**Textauszug:**
********************

Wahlanalyse

Österreich ist kein anderes Land geworden über Nacht


Österreich hat gewählt, der Koalitionspoker beginnt: Sebastian Kurz (l.) kann sich seinen Partner aussuchen, die FPÖ von Norbert Hofer (r.) wird es vermutlich nicht werden.

Österreich hat gewählt, der Koalitionspoker beginnt: Sebastian Kurz (l.) kann sich seinen Partner aussuchen, die FPÖ von Norbert Hofer (r.) wird es vermutlich nicht werden.

Von Sven Geißelhardt

Österreich nach der Wahl. Die FPÖ ist an sich selbst gescheitert, Sebastian Kurz muss sich trotz seines überwältigenden Sieges neu definieren - und sollte nachschlagen bei Helmut Qualtinger.

Österreich hat seinen "Wunderwuzzi" Sebastian Kurz zurückgeholt, die Rechtspopulisten der FPÖ abgestraft und den grünen Klimaschützern ein "Sunday for Future"-Traumergebnis beschert. Schon ist die Rede von einer reinigenden Wirkung, von einem Signal an Europa, das die Wahl vom Sonntag aussendet. Das wäre wichtig für die Seele eines kleinen Landes, das traditionell zwischen Selbstzweifeln und Selbstüberschätzung mäandert und dem sein Ruf im Ausland so wichtig ist. Die FPÖ also entzaubert, ihr Gedankengut aussortiert? So einfach ist es nicht. So einfach wird es vor allem nicht.

Österreich ist kein anderes Land geworden über Nacht. Und es hat auch wohl kaum die salonfähig gewordenen Sympathien verloren, etwa für einen harten Kurs gegenüber Zuwanderern. Die FPÖ ist nicht an ihren rassistischen und xenophoben Positionen gescheitert, nicht an den seriellen Einzelfällen rechtsextremer Äußerungen von Mandatsträgern. Sie ist nicht einmal so sehr an der Ibiza-Affäre zerbrochen.

********************

**Aufgaben:**
1 - Übersetzen Sie den Satz „Die FPÖ ist nicht an ihren rassistischen und xenophoben Positionen gescheitert, nicht an den seriellen Einzelfällen rechtsextremer Äußerungen von Mandatsträgern.“ aus der Wahlanalyse ins Englische.
2 - Schreiben Sie die Wahlanalyse im Anschluss an ihren letzten Satz weiter.
Die Einträge stehen in keinem Zusammenhang mit der Wahlanalyse.

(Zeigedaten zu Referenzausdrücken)
********************

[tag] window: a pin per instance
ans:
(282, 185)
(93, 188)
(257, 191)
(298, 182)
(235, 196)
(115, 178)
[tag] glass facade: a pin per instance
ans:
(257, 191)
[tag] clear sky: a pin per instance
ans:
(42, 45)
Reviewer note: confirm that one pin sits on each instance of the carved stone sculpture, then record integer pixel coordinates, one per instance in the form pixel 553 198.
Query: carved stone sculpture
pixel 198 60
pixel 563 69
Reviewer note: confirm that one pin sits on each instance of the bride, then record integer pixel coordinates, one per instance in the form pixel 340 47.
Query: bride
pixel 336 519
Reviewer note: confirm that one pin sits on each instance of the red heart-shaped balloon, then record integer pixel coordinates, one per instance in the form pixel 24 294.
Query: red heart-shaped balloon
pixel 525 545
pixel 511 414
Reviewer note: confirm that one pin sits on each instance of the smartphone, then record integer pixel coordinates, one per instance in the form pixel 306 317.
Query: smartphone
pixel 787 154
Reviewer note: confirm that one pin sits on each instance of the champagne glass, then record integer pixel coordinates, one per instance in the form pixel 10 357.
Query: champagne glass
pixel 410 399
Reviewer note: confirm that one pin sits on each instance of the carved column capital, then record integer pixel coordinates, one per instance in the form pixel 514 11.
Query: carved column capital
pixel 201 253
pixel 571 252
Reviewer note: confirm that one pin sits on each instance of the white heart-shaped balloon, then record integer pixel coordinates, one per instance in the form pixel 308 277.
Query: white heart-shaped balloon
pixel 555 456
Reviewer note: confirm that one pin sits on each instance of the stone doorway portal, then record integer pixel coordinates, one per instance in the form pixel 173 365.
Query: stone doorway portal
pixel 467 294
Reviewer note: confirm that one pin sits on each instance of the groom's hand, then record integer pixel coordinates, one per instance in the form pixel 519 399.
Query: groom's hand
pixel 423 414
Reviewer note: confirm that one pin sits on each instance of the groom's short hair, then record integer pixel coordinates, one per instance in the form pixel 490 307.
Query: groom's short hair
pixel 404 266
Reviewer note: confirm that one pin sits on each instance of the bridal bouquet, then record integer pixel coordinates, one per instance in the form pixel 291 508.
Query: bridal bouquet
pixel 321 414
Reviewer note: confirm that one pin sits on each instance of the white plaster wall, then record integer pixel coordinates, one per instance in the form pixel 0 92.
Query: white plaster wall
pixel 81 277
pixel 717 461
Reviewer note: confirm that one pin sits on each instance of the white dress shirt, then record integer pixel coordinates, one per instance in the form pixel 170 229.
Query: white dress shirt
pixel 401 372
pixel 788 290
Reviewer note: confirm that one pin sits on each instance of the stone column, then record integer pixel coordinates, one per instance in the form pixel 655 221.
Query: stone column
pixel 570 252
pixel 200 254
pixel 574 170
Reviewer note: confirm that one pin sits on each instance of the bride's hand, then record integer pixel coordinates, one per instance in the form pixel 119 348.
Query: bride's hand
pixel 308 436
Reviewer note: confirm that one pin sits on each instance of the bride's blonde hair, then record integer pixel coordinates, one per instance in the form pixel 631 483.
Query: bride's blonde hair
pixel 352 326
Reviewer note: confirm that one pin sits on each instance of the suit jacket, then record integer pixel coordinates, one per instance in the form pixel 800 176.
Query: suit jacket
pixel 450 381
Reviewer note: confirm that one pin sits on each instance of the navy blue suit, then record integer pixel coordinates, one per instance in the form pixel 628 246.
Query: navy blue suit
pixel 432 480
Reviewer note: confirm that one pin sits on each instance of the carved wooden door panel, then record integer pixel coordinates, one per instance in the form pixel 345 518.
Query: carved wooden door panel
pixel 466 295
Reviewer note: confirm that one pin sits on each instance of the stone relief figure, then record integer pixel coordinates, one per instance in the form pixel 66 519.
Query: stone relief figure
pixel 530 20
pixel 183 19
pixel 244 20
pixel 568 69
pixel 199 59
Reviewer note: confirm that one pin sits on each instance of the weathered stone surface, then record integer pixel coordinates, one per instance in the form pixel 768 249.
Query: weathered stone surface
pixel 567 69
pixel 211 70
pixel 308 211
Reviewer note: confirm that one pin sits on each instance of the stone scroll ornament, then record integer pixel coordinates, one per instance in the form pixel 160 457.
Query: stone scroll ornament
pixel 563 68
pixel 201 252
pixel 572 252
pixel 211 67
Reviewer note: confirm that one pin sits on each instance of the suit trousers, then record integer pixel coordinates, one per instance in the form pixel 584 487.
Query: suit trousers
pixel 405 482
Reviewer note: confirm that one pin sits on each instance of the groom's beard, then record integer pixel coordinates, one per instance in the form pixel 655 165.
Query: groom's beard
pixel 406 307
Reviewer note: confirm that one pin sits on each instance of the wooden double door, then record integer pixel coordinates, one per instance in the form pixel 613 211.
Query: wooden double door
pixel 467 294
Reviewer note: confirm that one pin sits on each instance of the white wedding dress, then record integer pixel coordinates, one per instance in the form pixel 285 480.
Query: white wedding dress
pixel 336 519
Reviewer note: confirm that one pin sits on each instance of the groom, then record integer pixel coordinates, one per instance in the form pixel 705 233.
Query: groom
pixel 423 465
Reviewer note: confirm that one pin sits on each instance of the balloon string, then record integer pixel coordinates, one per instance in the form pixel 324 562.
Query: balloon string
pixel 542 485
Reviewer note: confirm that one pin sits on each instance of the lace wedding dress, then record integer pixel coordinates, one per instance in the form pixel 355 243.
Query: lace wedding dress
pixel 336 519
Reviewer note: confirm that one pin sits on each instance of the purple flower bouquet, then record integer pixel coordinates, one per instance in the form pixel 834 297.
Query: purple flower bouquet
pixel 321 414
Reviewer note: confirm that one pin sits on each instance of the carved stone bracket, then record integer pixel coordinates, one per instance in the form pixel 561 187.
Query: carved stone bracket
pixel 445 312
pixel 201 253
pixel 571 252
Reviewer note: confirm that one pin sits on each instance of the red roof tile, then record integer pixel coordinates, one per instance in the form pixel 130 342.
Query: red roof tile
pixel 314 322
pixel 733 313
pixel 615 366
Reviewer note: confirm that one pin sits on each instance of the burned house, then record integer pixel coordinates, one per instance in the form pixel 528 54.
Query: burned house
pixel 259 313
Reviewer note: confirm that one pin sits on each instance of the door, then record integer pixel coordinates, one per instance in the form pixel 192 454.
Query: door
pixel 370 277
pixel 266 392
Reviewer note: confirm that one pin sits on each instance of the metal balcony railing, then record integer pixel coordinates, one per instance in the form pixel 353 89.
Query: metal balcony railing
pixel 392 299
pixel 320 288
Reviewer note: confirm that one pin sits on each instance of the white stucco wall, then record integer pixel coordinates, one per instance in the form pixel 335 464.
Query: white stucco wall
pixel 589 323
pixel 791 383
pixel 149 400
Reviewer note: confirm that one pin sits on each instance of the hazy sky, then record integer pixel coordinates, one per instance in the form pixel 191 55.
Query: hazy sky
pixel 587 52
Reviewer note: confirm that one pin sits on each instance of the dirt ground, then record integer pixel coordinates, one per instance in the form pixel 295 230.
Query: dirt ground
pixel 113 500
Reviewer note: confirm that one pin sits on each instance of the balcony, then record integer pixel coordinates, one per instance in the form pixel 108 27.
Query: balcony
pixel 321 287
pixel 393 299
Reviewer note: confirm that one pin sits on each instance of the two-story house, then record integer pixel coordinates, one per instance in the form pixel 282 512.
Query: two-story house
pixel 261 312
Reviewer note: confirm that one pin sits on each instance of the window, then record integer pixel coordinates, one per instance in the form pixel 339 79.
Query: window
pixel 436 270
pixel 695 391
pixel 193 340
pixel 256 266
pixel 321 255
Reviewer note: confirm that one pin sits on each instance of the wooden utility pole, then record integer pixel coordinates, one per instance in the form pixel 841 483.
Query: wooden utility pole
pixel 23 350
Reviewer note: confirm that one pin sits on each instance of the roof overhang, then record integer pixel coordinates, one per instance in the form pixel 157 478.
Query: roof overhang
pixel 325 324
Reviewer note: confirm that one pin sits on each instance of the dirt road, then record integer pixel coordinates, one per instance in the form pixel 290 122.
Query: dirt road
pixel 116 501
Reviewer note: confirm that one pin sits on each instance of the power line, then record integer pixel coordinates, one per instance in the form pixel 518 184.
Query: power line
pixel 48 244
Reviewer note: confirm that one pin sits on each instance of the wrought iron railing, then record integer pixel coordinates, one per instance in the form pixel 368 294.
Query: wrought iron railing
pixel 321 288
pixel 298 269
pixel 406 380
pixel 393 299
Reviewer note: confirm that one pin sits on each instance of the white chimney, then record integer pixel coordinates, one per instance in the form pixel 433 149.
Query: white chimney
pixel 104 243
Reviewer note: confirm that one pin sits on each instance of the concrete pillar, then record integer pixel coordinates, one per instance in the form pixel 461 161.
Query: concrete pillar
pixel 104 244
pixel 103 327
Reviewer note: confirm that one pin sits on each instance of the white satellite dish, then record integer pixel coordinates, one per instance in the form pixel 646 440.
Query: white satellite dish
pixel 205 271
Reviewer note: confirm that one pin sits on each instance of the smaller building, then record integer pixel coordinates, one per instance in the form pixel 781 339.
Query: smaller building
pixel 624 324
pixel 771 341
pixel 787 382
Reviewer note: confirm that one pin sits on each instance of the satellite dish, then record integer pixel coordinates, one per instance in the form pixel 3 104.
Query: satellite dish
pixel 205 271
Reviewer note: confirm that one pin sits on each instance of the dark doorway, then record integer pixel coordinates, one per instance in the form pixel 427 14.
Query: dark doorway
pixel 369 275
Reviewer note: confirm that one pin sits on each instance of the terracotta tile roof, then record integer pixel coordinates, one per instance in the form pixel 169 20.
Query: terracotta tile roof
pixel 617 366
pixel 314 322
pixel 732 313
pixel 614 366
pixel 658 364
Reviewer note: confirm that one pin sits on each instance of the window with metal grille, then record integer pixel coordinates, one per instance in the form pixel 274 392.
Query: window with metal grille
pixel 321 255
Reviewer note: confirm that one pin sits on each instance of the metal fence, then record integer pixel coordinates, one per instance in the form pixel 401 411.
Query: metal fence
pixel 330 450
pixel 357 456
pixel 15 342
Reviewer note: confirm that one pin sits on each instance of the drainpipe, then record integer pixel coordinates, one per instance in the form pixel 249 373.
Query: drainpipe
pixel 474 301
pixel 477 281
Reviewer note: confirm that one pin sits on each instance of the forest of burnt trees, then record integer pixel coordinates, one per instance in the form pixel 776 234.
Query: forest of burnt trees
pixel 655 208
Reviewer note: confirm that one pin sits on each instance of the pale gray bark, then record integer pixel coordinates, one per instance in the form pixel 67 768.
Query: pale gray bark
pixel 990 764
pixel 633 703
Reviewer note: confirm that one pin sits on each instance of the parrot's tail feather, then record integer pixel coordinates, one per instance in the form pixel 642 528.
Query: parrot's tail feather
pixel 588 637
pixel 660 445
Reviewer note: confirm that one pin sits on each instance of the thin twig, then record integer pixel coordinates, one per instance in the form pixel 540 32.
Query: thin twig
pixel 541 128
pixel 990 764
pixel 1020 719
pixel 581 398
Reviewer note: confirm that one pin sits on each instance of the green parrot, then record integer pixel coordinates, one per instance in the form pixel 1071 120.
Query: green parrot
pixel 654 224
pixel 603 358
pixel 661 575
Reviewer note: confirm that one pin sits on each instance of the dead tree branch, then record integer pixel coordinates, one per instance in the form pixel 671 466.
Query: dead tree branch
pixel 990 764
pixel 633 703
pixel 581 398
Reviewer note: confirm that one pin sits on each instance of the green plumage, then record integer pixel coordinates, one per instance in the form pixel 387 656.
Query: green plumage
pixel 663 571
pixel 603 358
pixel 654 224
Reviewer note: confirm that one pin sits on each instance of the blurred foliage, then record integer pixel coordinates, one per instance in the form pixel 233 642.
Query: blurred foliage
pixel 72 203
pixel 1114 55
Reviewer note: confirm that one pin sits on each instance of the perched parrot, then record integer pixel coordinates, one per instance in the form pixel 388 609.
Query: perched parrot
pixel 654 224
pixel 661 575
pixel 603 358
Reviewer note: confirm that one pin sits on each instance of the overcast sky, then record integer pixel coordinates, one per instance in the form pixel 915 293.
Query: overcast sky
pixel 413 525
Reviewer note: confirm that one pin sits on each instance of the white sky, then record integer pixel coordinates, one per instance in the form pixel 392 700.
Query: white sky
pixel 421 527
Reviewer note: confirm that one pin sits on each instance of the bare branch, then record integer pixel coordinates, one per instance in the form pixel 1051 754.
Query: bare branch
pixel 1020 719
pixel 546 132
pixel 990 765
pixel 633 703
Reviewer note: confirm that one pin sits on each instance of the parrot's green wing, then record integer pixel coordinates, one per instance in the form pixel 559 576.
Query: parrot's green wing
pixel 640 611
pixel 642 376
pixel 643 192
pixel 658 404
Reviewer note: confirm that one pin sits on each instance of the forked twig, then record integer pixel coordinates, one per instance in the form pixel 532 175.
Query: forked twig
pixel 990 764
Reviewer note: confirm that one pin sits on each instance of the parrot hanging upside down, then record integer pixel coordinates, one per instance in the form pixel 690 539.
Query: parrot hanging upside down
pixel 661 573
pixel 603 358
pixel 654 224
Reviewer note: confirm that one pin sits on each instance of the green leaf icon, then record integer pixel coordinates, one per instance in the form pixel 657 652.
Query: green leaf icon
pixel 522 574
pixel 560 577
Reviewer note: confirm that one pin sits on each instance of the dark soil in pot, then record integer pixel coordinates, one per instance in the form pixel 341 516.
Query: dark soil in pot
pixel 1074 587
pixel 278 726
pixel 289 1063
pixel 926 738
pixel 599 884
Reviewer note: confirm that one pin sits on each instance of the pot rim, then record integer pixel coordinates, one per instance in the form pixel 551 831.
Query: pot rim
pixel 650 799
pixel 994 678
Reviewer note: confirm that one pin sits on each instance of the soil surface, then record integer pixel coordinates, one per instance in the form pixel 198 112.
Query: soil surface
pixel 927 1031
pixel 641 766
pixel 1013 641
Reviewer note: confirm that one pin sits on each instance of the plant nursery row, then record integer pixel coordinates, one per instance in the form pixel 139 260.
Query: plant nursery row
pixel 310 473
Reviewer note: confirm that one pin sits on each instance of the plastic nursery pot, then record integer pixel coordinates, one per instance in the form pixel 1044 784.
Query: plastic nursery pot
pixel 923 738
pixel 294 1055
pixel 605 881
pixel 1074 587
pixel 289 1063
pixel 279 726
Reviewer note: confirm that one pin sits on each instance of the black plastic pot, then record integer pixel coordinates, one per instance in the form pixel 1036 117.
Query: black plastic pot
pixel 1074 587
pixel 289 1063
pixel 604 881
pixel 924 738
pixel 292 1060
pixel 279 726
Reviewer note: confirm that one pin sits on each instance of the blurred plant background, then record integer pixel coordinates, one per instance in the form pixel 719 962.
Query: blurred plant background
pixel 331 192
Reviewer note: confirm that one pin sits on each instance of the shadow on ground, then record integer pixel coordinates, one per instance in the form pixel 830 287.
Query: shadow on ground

********************

**Lösungen:**
1 - The FPÖ did not fail because of its racist and xenophobic positions, nor because of the serial isolated cases of far-right remarks by elected officials.

2 -
Bis zuletzt lag die Partei unter dem neuen Vorsitzenden Norbert Hofer in Umfragen bei über 20 Prozent. Schließlich war es die erst wenige Tage vor dem Urnengang bekanntgewordene Spesenaffäre um den ehemaligen FPÖ-Chef Heinz-Christian Strache. Erst dann folgte der Absturz. Und erst dann sorgten wütende FPÖ-Anhänger für einen Shitstorm auf Straches Facebook-Seite.

Immerhin noch 16 Prozent wählten die FPÖ

Für den Mitte-Rechts-Reformkurs von Sebastian Kurz ist die Zustimmung hingegen ungebrochen. Kurz hatte im Wahlkampf, den er zwar ohne formalen Kanzlerbonus, dafür aber mit maximal vielen persönlichen Kontakten führte (so gut wie jeder Österreicher besitzt heute ein eigenes oder weitergeleitetes Selfie mit dem Polit-Shootingstar), die Fortsetzung seiner Veränderungspolitik betont. Damit holte er eine Viertelmillion abgewanderter FPÖ-Wähler (bei 6,4 Millionen Wahlberechtigten) ins Lager der Volkspartei.

Immerhin 16 Prozent der Österreicher wählten die FPÖ. Das ist die Reduzierung auf eine ideologisch festgelegte Stammwählerschaft in beträchtlicher Größe. Und eine Basis dafür, dass die Freiheitlichen nach einer inhaltlichen und wohl auch personellen Neuaufstellung in der Opposition zum Comeback ansetzen könnten.

Wagt Kurz nun Schwarz-Grün?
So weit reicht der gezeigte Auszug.